### RECORDS FOR THIS TASK

╔══

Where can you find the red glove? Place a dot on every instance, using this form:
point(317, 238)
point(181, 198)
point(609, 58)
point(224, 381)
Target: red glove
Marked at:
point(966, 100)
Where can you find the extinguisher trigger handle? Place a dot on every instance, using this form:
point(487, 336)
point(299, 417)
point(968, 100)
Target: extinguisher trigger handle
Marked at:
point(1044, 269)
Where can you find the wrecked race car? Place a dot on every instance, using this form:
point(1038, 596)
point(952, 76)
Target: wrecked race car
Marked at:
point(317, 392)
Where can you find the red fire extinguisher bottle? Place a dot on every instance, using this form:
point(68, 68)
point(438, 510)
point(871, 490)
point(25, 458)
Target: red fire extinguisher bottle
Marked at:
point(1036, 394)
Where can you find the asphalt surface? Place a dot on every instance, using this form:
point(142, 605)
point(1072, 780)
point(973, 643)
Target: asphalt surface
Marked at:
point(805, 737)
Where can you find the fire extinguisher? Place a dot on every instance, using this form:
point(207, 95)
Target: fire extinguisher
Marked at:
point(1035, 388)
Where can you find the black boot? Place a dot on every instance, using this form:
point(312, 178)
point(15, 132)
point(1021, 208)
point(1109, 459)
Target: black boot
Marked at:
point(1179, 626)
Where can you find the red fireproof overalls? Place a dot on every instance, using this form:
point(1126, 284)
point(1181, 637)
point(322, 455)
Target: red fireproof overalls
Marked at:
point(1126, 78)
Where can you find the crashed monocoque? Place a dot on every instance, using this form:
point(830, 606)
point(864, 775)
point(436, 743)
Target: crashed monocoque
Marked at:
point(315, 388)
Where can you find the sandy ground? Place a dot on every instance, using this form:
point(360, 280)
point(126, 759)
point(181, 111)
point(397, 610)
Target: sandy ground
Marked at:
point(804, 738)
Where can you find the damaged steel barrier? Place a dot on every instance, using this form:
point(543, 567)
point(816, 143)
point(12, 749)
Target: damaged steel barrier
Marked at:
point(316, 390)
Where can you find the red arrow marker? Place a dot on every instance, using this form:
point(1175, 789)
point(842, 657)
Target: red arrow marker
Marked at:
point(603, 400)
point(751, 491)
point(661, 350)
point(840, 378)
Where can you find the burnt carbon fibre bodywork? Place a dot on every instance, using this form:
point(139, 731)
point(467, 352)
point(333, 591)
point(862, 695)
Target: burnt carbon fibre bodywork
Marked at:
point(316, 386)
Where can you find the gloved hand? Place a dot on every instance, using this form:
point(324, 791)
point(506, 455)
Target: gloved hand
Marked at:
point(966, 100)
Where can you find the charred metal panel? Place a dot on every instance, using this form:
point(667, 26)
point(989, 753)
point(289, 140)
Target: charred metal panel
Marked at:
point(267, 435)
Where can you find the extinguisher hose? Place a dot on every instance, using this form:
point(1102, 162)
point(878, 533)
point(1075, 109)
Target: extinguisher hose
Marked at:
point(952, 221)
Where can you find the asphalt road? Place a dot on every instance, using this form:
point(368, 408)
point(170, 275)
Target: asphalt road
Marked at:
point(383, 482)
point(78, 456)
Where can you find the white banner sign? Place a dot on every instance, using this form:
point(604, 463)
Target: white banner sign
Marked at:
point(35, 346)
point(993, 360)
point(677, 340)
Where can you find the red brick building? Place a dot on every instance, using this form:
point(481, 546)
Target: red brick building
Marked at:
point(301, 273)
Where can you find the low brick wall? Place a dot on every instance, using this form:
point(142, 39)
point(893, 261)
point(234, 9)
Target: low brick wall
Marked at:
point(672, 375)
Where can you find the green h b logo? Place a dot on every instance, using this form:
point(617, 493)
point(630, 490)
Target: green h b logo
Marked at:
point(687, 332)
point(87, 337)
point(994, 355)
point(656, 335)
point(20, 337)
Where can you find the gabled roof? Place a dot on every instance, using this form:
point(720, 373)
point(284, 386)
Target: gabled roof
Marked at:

╚══

### TASK TO CARRY OUT
Reproduce all of the data above word for word, without changing a single line.

### OUTPUT
Where can you find the red glove? Place a dot on every instance, using this form:
point(317, 238)
point(181, 198)
point(609, 58)
point(224, 381)
Target: red glove
Marked at:
point(966, 100)
Where can you find the extinguisher trigger handle? Place a dot on every instance, using this form:
point(487, 336)
point(299, 417)
point(968, 100)
Target: extinguisher trigger handle
Marked at:
point(1044, 269)
Where can you find the wrecked race car? Place a dot on every instance, using this form:
point(1038, 596)
point(952, 76)
Target: wrecked race car
Marked at:
point(317, 392)
Where can you find the red fire extinguisher bottle? Place a dot on every instance, using this form:
point(68, 68)
point(438, 510)
point(871, 490)
point(25, 458)
Target: red fire extinguisher bottle
Marked at:
point(1036, 394)
Where can you find the asphalt surface? Place a dot on every instance, using this form:
point(142, 605)
point(1072, 780)
point(973, 643)
Target: asphalt surface
Marked at:
point(805, 737)
Where can you find the fire extinguisher? Place a dot on every instance, using this form:
point(207, 95)
Target: fire extinguisher
Marked at:
point(1035, 388)
Where can you find the black boot? Place a dot on every instance, using this form:
point(312, 178)
point(15, 132)
point(1021, 208)
point(1109, 459)
Target: black boot
Marked at:
point(1179, 626)
Where can you find the red fireproof overalls? Place a dot on every instance, using this form:
point(1126, 284)
point(1181, 637)
point(322, 455)
Target: red fireproof overalls
Marked at:
point(1126, 78)
Where can you find the crashed monocoque? Place a dot on every instance, using this form:
point(830, 606)
point(864, 775)
point(436, 743)
Target: crashed monocoque
Marked at:
point(315, 388)
Where can you find the sandy ground? Place a dot on every instance, using this form:
point(360, 280)
point(126, 759)
point(181, 111)
point(397, 610)
Target: sandy ground
Marked at:
point(804, 738)
Where can you find the damaged steel barrier? Place a dot on every instance, using this form:
point(543, 567)
point(816, 143)
point(12, 749)
Target: damaged steel barrier
Marked at:
point(316, 390)
Where can you find the red arrow marker? Place a dot on every instance, using this form:
point(1175, 789)
point(842, 657)
Target: red arrow marker
Marked at:
point(603, 400)
point(751, 491)
point(661, 350)
point(840, 378)
Where can you find the burnt carbon fibre bodywork? Place a dot on every instance, using this form:
point(139, 731)
point(467, 352)
point(333, 591)
point(862, 695)
Target: burnt carbon fibre bodywork
Marked at:
point(316, 386)
Where can you find the gloved hand? Place a dot on every instance, using this form:
point(324, 791)
point(506, 455)
Target: gloved hand
Marked at:
point(966, 100)
Where can you find the charred metal panel? Place a dot on every instance, using this form:
point(667, 26)
point(989, 753)
point(289, 140)
Target: charred metal panel
Marked at:
point(267, 435)
Where can you find the extinguisher hose? Place a dot on every instance, using this form:
point(1102, 162)
point(878, 533)
point(1075, 109)
Target: extinguisher hose
Marked at:
point(952, 221)
Where can you find the asphalt road? Place a dot on every instance, using this form:
point(368, 408)
point(170, 275)
Target: asphalt road
Marked at:
point(383, 482)
point(78, 456)
Where can you find the white banner sign? Place a dot on every instance, using this form:
point(604, 463)
Target: white banner sign
Marked at:
point(35, 346)
point(993, 360)
point(677, 340)
Where can you find the red brick building? Place a dot on every instance, using this form:
point(481, 546)
Target: red brick building
Marked at:
point(301, 273)
Where can you find the low brick wall? Place a dot on every instance, using this form:
point(142, 39)
point(893, 261)
point(234, 9)
Target: low brick wall
Marked at:
point(672, 375)
Where can you find the green h b logo? Place a dot on every instance, using this form:
point(617, 493)
point(630, 490)
Target: green h b logo
Marked at:
point(687, 332)
point(87, 337)
point(994, 355)
point(656, 335)
point(20, 337)
Where can you find the gabled roof? Place a dot on every instance, using this form:
point(720, 373)
point(284, 386)
Target: gabled roof
Marked at:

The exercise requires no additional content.